Sebutkan setiap bilangan yang ditulis dengan angka (bukan dengan kata) dalam teks tentang liburan ke Bukit Lawang di bawah ini, beserta hal yang ditunjuknya.

TEKS DITAMPILKAN
::::::::::

Dokumentasi Dodi |
Sudah tidak asing untuk
didengar sebuah tempat bernama Bukit Lawang yang terletak di Kabupaten Binjai
Sumatera Utara. Setelah menghabiskan waktu seminggu dengan soal-soal yang
diberikan dosen untuk ujian tengah semester, kami memutuskan berlibur ke desa
Bukit Lawang kecamatan Bahorok ini.
Tidak melalui riset
apapun untuk berlibur ke tempat ini, hanya dengan modal kenalan dari orang tua
kami lah kami berangkat. Titik pertemuan
di stasiun kereta Medan, berangkat dengan kereta Srilawangsa pukul 13.30 Wib. Peraturan
baru terhadap tarif ongkos Medan- Binjai adalah 8 ribu rupiah, yang biasanya
hanya 5 ribu rupiah. Hal ini dikarena BBM naik pada 12 November, sehingga tarif
seluruh transportasi di Medan mengalami kenaikan. Berhubung karena weekend, penumpang kereta ke Binjai
sangat ramai. Semua penumpang saling berebut untuk masuk, kami mengalami
kesulitan mencari tempat duduk yang dapat menampung ber- delapan secara
berdekatan. Yang akhirnya kami temukan di gerbong ke tiga setelah melewati dua
gerbong.

::::::::::

KUMPULAN DATA
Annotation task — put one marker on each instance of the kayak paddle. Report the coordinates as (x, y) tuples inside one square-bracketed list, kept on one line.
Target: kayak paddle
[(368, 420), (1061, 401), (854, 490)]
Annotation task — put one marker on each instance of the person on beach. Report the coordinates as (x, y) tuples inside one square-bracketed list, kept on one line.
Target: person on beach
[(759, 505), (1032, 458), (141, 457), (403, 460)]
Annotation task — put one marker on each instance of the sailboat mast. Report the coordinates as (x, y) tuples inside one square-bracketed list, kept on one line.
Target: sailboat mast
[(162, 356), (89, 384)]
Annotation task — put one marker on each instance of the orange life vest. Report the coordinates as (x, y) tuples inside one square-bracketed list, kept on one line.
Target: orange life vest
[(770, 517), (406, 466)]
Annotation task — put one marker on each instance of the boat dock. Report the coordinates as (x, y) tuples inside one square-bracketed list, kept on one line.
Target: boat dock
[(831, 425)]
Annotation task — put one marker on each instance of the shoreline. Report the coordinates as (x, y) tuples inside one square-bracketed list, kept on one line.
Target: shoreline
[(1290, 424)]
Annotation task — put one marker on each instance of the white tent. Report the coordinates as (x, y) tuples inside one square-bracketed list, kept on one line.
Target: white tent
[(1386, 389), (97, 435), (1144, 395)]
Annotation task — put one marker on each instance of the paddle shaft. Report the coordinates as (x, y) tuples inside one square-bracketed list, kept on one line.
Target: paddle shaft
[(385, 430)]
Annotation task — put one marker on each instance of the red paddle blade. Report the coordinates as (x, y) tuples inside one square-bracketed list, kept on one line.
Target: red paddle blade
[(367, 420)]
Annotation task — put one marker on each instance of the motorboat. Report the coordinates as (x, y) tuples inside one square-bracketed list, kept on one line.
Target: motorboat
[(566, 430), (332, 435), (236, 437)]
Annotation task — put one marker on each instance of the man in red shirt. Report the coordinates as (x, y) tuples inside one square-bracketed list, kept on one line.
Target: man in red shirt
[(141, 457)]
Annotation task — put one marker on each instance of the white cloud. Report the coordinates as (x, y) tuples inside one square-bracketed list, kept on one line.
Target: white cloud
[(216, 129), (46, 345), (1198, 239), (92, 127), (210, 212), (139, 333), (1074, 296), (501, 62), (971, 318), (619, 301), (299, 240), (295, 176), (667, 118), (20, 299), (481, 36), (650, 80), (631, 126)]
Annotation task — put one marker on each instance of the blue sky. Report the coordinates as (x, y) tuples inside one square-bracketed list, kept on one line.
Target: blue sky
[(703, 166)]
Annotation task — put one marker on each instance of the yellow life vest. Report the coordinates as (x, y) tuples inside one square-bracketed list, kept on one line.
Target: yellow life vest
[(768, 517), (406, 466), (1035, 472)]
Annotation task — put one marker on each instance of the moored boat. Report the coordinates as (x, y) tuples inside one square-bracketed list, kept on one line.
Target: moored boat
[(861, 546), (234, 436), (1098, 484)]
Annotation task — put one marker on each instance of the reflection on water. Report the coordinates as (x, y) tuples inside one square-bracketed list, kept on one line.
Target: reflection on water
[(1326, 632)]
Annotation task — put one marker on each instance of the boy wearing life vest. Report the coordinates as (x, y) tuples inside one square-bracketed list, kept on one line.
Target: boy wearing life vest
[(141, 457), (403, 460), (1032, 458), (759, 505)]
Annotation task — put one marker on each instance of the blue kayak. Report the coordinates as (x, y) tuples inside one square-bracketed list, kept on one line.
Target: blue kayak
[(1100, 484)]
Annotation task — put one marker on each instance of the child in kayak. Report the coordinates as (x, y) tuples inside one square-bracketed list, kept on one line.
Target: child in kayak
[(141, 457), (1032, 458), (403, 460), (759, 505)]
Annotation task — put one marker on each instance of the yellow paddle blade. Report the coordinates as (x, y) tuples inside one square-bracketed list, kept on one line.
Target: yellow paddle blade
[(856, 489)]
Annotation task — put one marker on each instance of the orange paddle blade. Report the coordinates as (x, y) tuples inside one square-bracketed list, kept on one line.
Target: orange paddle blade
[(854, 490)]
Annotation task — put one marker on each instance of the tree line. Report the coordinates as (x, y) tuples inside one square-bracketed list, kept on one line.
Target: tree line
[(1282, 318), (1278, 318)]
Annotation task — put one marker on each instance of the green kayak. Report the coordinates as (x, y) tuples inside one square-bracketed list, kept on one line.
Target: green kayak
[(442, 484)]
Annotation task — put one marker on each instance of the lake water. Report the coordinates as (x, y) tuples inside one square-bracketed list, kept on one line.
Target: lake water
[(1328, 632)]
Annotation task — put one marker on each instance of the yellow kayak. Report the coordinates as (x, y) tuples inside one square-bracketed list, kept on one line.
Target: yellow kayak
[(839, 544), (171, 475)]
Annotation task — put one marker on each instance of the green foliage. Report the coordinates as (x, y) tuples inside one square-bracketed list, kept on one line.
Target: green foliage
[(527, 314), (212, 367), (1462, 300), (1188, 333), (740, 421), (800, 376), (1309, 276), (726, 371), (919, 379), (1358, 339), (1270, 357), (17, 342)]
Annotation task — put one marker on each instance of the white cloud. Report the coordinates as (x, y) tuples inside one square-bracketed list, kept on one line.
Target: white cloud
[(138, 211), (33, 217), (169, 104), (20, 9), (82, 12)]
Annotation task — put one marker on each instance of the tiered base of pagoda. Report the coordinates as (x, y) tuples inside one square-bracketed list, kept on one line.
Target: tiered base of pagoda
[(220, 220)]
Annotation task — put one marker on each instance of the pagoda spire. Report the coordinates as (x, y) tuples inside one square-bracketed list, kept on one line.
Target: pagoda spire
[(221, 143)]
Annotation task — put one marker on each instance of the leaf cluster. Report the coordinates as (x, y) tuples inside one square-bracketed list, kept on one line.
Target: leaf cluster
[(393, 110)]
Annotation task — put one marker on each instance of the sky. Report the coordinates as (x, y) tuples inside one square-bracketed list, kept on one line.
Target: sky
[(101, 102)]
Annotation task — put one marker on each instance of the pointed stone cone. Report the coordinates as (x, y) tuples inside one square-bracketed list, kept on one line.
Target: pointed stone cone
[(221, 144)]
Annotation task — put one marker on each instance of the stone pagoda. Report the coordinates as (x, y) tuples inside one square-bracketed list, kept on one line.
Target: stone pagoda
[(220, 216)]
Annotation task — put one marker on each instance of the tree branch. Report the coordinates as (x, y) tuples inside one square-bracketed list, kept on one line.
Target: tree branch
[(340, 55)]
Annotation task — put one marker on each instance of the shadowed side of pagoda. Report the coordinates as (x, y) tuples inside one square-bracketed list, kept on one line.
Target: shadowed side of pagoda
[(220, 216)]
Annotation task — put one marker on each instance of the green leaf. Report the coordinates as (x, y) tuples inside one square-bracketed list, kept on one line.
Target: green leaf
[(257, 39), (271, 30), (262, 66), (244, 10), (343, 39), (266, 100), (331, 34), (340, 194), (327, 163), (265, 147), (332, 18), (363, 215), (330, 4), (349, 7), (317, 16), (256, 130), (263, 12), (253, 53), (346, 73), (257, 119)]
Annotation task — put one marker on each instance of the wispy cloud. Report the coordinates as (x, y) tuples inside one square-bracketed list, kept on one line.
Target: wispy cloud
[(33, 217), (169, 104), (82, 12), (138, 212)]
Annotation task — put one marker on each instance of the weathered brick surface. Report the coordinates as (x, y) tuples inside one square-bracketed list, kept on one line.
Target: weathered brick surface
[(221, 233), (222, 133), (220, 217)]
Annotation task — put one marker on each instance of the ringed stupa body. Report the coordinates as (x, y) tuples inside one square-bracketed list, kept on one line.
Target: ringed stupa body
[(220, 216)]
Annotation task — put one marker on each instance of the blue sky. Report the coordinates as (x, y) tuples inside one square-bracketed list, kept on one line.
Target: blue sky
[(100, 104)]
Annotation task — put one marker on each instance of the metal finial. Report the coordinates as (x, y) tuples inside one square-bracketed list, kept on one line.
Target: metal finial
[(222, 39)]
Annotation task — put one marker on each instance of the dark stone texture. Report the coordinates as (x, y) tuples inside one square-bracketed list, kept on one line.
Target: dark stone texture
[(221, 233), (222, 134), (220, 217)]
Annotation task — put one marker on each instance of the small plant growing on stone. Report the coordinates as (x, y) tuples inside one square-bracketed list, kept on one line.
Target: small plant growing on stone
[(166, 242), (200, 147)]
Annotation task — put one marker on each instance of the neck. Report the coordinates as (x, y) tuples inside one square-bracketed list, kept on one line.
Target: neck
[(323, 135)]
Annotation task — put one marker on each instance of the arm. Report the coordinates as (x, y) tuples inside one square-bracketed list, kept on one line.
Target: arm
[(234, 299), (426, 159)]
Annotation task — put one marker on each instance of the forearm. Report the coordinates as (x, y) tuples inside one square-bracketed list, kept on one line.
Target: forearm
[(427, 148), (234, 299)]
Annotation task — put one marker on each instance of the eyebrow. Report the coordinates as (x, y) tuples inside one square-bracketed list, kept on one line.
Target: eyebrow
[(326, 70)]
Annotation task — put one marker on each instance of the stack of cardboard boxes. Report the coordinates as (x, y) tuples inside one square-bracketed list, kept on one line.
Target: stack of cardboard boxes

::::::::::

JAWABAN LATIHAN
- 13.30: jam keberangkatan kereta Srilawangsa (pukul 13.30 Wib)
- 8: tarif baru ongkos Medan–Binjai (8 ribu rupiah)
- 5: tarif ongkos yang biasanya (5 ribu rupiah)
- 12: tanggal kenaikan BBM (12 November)